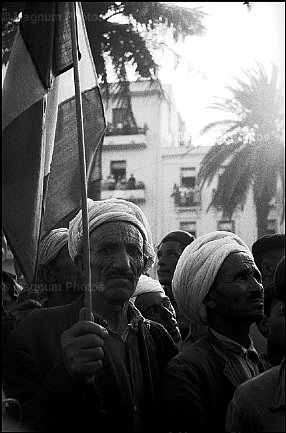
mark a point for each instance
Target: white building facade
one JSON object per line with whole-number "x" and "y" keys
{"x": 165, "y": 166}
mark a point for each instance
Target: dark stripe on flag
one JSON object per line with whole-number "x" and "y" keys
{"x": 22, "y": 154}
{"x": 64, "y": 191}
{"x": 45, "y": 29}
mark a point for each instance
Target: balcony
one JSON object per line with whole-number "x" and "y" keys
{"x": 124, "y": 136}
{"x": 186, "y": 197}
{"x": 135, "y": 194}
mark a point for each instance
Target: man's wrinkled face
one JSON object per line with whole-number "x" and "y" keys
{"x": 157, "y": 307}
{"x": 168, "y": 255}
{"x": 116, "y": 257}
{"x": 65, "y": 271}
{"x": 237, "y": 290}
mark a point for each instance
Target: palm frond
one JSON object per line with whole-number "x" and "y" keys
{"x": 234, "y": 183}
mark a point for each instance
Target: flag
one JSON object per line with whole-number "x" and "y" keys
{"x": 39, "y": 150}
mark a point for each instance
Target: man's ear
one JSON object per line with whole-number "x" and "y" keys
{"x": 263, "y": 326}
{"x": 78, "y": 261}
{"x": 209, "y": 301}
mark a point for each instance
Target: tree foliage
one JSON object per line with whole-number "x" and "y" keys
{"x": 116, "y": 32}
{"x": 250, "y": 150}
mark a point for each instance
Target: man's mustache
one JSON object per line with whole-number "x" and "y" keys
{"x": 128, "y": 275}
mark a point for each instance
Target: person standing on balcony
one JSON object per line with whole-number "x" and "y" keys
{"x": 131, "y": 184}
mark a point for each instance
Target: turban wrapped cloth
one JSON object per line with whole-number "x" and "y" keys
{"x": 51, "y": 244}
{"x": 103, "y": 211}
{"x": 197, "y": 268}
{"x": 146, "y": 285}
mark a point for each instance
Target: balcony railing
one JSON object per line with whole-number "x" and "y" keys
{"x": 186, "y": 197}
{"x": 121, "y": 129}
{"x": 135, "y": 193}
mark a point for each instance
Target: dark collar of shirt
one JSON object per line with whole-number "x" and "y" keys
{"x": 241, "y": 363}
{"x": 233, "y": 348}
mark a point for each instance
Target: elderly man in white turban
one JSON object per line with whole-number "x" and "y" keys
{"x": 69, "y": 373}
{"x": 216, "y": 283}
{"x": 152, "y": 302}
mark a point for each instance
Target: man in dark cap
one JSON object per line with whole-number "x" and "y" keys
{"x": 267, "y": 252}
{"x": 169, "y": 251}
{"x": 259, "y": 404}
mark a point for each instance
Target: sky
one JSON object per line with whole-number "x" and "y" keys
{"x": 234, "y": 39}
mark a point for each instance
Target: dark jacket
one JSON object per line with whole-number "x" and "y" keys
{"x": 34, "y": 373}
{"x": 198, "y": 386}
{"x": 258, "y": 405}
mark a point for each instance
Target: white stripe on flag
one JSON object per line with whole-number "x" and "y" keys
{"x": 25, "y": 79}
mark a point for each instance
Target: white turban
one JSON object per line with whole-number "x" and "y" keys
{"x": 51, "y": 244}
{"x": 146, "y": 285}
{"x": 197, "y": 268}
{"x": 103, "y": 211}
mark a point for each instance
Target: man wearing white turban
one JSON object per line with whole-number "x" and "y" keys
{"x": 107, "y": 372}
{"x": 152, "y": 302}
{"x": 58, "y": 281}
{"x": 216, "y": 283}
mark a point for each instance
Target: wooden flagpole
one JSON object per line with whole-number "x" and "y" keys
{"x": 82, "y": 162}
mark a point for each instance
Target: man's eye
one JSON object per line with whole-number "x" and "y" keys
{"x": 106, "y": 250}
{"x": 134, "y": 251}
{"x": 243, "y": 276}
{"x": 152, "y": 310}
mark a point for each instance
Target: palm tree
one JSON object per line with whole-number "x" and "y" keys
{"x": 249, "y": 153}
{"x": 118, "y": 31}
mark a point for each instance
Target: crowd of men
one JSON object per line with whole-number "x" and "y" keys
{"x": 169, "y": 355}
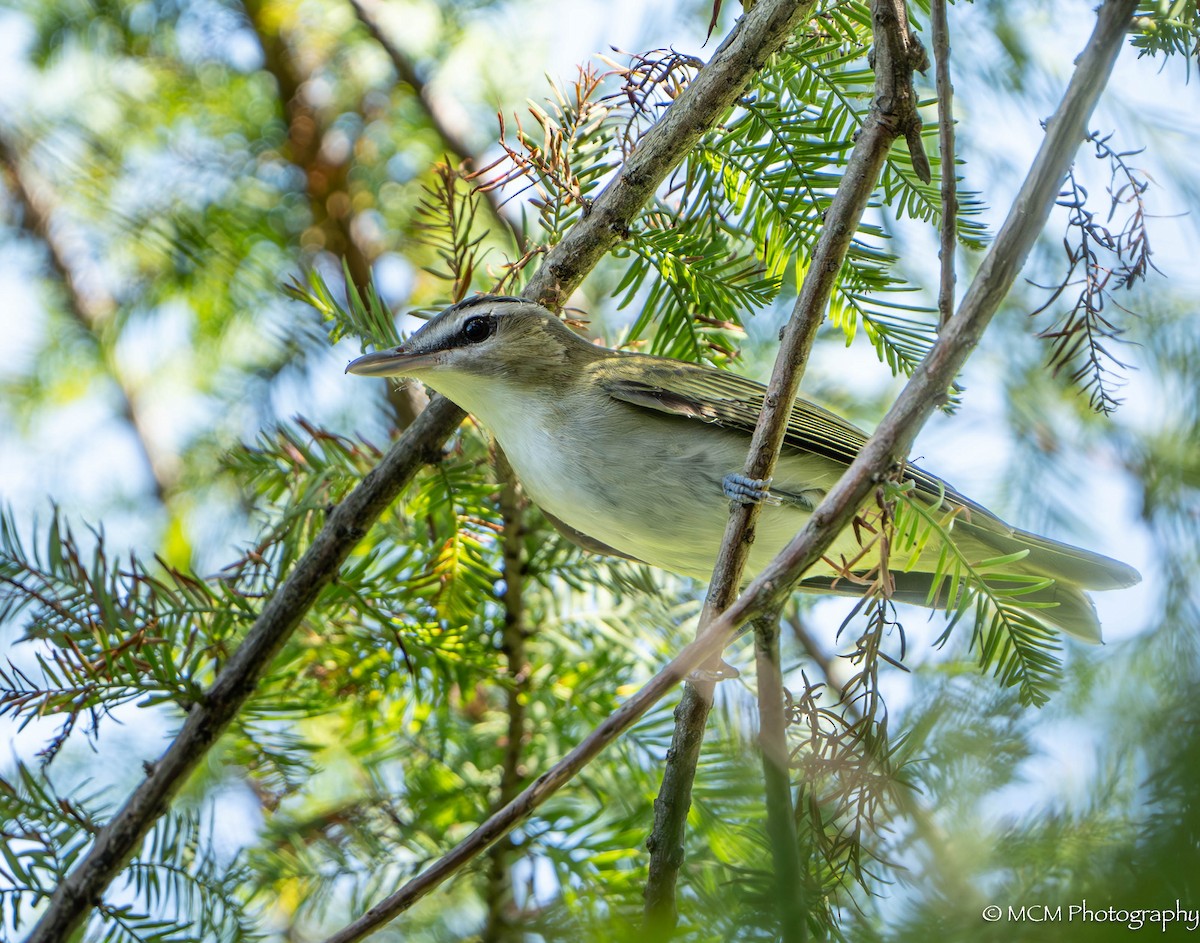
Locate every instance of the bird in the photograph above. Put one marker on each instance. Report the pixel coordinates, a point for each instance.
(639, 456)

====================

→ To do:
Keep every word of the data as it is when you write it out, but drop the pictures.

→ Written response:
mark a point for each instance
Target: white building facade
one JSON object per line with whole-number "x" and "y" keys
{"x": 165, "y": 166}
mark a point for each instance
Target: dark stripe on flag
one JSON object per line with whole-number "x" and "y" keys
{"x": 22, "y": 154}
{"x": 64, "y": 191}
{"x": 45, "y": 29}
mark a point for each instance
Target: balcony
one JSON object per line with whole-number "x" and "y" keys
{"x": 124, "y": 136}
{"x": 186, "y": 197}
{"x": 135, "y": 194}
mark a point for each instance
Target: man's wrinkled face
one JSON object per line with whole-number "x" and "y" keys
{"x": 157, "y": 307}
{"x": 168, "y": 255}
{"x": 116, "y": 257}
{"x": 65, "y": 271}
{"x": 237, "y": 290}
mark a point for each instance
Target: palm frond
one JSON object per line with whole-number "x" and "y" keys
{"x": 234, "y": 183}
mark a point for each instance
Target: flag
one JSON object per line with whole-number "x" and "y" keys
{"x": 39, "y": 150}
mark a point for each instance
Target: man's ear
one JSON object per line with whole-number "x" and "y" keys
{"x": 263, "y": 326}
{"x": 78, "y": 261}
{"x": 209, "y": 301}
mark a point for each instance
Target: tree foliage
one JSON object per line with whole-number "x" and "y" keys
{"x": 116, "y": 32}
{"x": 250, "y": 150}
mark a point for each instance
Target: man's mustache
one JSON object per line with whole-number "x" and "y" keys
{"x": 128, "y": 275}
mark a point for each instance
Target: person standing on balcony
one JSON object per line with whole-number "x" and "y" keys
{"x": 131, "y": 184}
mark a point for each instance
Target: turban wrapped cloth
one JSON object per line with whole-number "x" and "y" keys
{"x": 51, "y": 244}
{"x": 103, "y": 211}
{"x": 197, "y": 268}
{"x": 146, "y": 285}
mark a point for each instance
Target: balcony railing
one JSON object per line with whole-number "x" and "y" keys
{"x": 186, "y": 197}
{"x": 121, "y": 129}
{"x": 135, "y": 193}
mark a point for each instance
Target: dark collar of shirt
one JSON object per line with whole-number "x" and "y" keys
{"x": 241, "y": 363}
{"x": 233, "y": 348}
mark a point for each instance
Target: elderly man in white turban
one JSON object per line with whole-number "x" and "y" keys
{"x": 69, "y": 373}
{"x": 216, "y": 283}
{"x": 152, "y": 302}
mark a point for each instance
Target: man in dark cap
one JSON object per line with whole-number "x" and "y" keys
{"x": 267, "y": 252}
{"x": 169, "y": 251}
{"x": 259, "y": 404}
mark a point for each instance
Target: sky
one JSON object per line with whole-number "x" and "y" keys
{"x": 234, "y": 39}
mark a point for each instance
Target: dark jacket
one JSON object per line with whole-number "x" and "y" keys
{"x": 34, "y": 373}
{"x": 198, "y": 386}
{"x": 258, "y": 405}
mark a point for each instance
Target: white stripe on flag
one JSON object per line with whole-number "x" and "y" keys
{"x": 25, "y": 79}
mark a point for each instance
Target: white turban
one JSON object per line with whole-number "x" and "y" keys
{"x": 51, "y": 244}
{"x": 146, "y": 285}
{"x": 197, "y": 268}
{"x": 103, "y": 211}
mark a point for each instance
Target: man wearing white turban
one JSON object per line with whole-number "x" and "y" keys
{"x": 107, "y": 372}
{"x": 152, "y": 302}
{"x": 58, "y": 281}
{"x": 216, "y": 283}
mark a point for each instance
Target: wooden flagpole
one JSON object per line with whole-number "x" and "y" keys
{"x": 82, "y": 162}
mark a point for each instance
Target: man's eye
one JSON object per line with whole-number "x" and "y" keys
{"x": 106, "y": 250}
{"x": 134, "y": 251}
{"x": 243, "y": 276}
{"x": 152, "y": 310}
mark a point for each instance
Target: palm tree
one JSON object per line with whole-number "x" and "y" keys
{"x": 249, "y": 153}
{"x": 118, "y": 31}
mark a point for each instance
Target: crowd of men
one JSON object per line with whole-number "x" and "y" keys
{"x": 169, "y": 355}
Locate every instance of the bird in the photograph above. Put one marker on each instance. Report the pixel coordinates, a point for each instance.
(639, 456)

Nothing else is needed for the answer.